What you have to do
Render every line of the material below as a Markdown table with the columns Row and Line, numbering each row and skipping blank lines. Leave the pictures out of the table.

── Exercise input ──

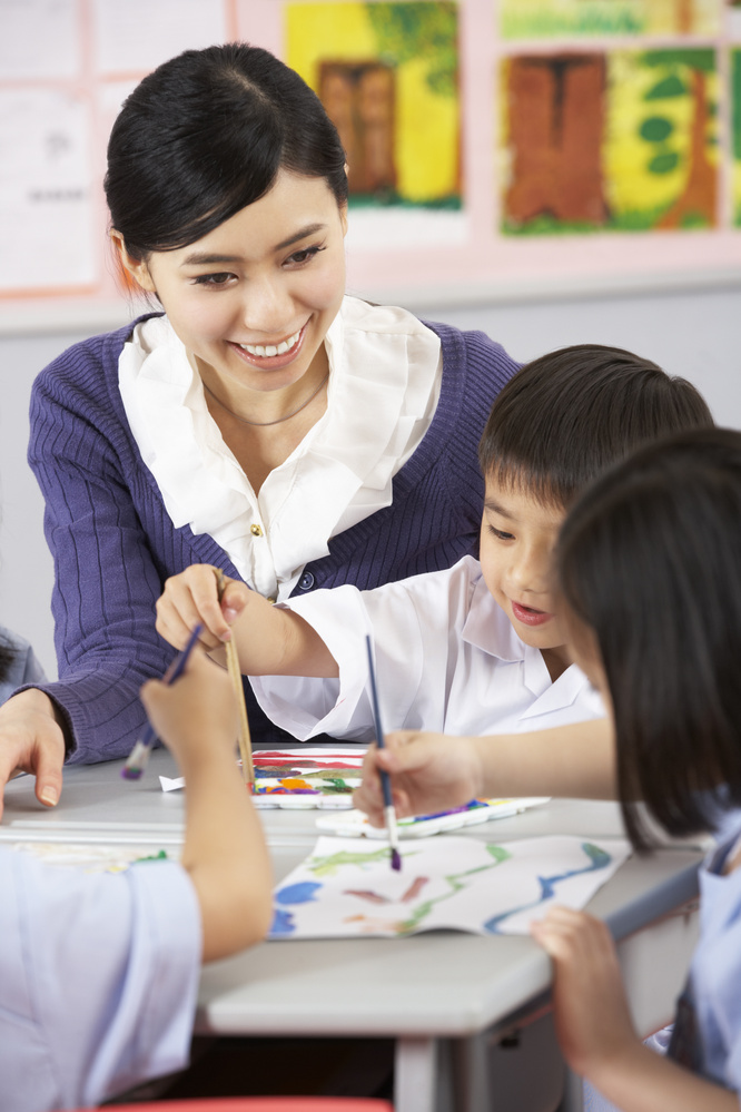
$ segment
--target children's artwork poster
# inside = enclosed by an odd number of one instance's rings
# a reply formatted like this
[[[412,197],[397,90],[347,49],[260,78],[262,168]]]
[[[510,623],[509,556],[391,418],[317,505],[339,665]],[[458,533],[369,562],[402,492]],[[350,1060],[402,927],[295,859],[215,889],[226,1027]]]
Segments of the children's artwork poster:
[[[458,4],[289,3],[285,18],[286,61],[347,154],[350,246],[463,242]]]
[[[630,853],[625,839],[446,835],[402,843],[396,872],[387,844],[320,837],[276,888],[269,937],[527,934],[553,904],[584,907]]]
[[[358,296],[741,276],[731,0],[0,0],[0,326],[129,318],[112,121],[160,61],[234,40],[294,67],[339,131]]]

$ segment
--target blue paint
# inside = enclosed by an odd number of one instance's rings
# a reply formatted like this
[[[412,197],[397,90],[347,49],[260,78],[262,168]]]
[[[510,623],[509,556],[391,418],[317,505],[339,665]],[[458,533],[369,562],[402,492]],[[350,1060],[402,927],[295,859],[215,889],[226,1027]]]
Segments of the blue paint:
[[[279,907],[275,907],[273,913],[273,926],[268,932],[269,936],[275,938],[280,935],[293,934],[295,929],[296,924],[294,923],[293,914],[290,912],[281,912]]]
[[[297,884],[289,884],[287,888],[279,888],[275,901],[277,904],[310,904],[314,902],[314,893],[320,887],[315,880],[299,880]]]
[[[522,907],[513,907],[510,912],[502,912],[501,915],[494,915],[491,919],[484,923],[484,929],[488,931],[490,934],[498,934],[500,923],[504,919],[508,919],[511,915],[517,915],[518,912],[525,912],[528,907],[536,907],[539,904],[544,903],[546,899],[552,899],[555,896],[555,886],[561,880],[567,880],[570,876],[581,876],[583,873],[595,873],[597,869],[605,868],[610,864],[612,857],[600,846],[592,845],[591,842],[582,842],[582,849],[590,859],[590,864],[585,865],[584,868],[573,868],[567,873],[562,873],[560,876],[539,876],[539,882],[541,885],[541,895],[537,899],[534,899],[530,904],[523,904]]]

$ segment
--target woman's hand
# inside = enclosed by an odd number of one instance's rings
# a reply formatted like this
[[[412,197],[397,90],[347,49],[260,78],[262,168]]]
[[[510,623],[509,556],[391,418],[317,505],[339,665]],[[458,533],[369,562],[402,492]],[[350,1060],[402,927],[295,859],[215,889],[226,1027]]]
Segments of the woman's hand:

───

Solved exercise
| Row | Line |
|---|---|
| 1 | $ segment |
| 2 | --target children's artwork poster |
| 3 | # inside = enclosed by an odd number of one instance's rings |
| 4 | # a reply formatted like this |
| 5 | [[[412,197],[397,90],[347,49],[260,78],[262,168]]] |
| 6 | [[[510,623],[509,556],[391,418],[317,505],[339,665]],[[458,533],[369,562],[402,492]],[[350,1060],[402,927],[295,859],[215,889],[226,1027]]] |
| 7 | Segments of the children's artwork poster: |
| 8 | [[[458,4],[289,3],[285,18],[286,61],[347,154],[350,246],[463,242]]] |
| 9 | [[[630,853],[625,839],[446,835],[402,843],[396,872],[387,844],[320,837],[276,888],[269,937],[527,934],[553,904],[584,907]]] |
| 10 | [[[358,296],[741,276],[731,0],[0,0],[0,326],[129,318],[112,121],[160,61],[234,40],[294,67],[339,131]]] |
| 11 | $ segment |
| 12 | --target blue paint |
| 13 | # inside = enclosed by an odd number of one instance's rings |
| 14 | # a reply formatted like this |
| 15 | [[[412,197],[397,90],[347,49],[260,78],[262,168]]] |
| 16 | [[[510,623],[509,556],[391,418],[317,505],[339,665]],[[458,533],[369,562],[402,492]],[[350,1060],[402,927],[295,859],[215,889],[226,1027]]] |
| 17 | Segments of the blue paint: |
| 18 | [[[279,907],[275,907],[273,913],[273,926],[268,932],[269,936],[275,938],[280,935],[293,934],[295,929],[296,924],[294,923],[293,914],[290,912],[281,912]]] |
| 19 | [[[297,884],[289,884],[287,888],[279,888],[275,901],[277,904],[310,904],[314,902],[314,893],[320,887],[315,880],[299,880]]] |
| 20 | [[[522,907],[513,907],[510,912],[502,912],[501,915],[494,915],[491,919],[484,923],[484,929],[488,931],[490,934],[498,934],[500,923],[504,919],[508,919],[511,915],[517,915],[518,912],[525,912],[528,907],[536,907],[539,904],[544,903],[546,899],[552,899],[555,896],[555,886],[561,880],[567,880],[570,876],[581,876],[583,873],[595,873],[597,869],[605,868],[610,864],[612,857],[600,846],[592,845],[591,842],[582,842],[582,849],[590,859],[590,864],[585,865],[584,868],[573,868],[567,873],[562,873],[560,876],[539,876],[539,882],[541,885],[541,895],[537,899],[534,899],[530,904],[523,904]]] |
| 21 | $ segment |
| 22 | --target woman's hand |
| 23 | # inside = enclosed by an odd number of one instance's rings |
| 24 | # a reply formatted like this |
| 25 | [[[412,197],[397,90],[347,49],[260,78],[262,168]]] |
| 26 | [[[510,623],[509,556],[391,418],[317,505],[339,665]],[[458,533],[369,562],[402,492]],[[350,1060],[402,927],[295,859],[215,889],[226,1027]]] |
| 27 | Segments of the woman's hand: |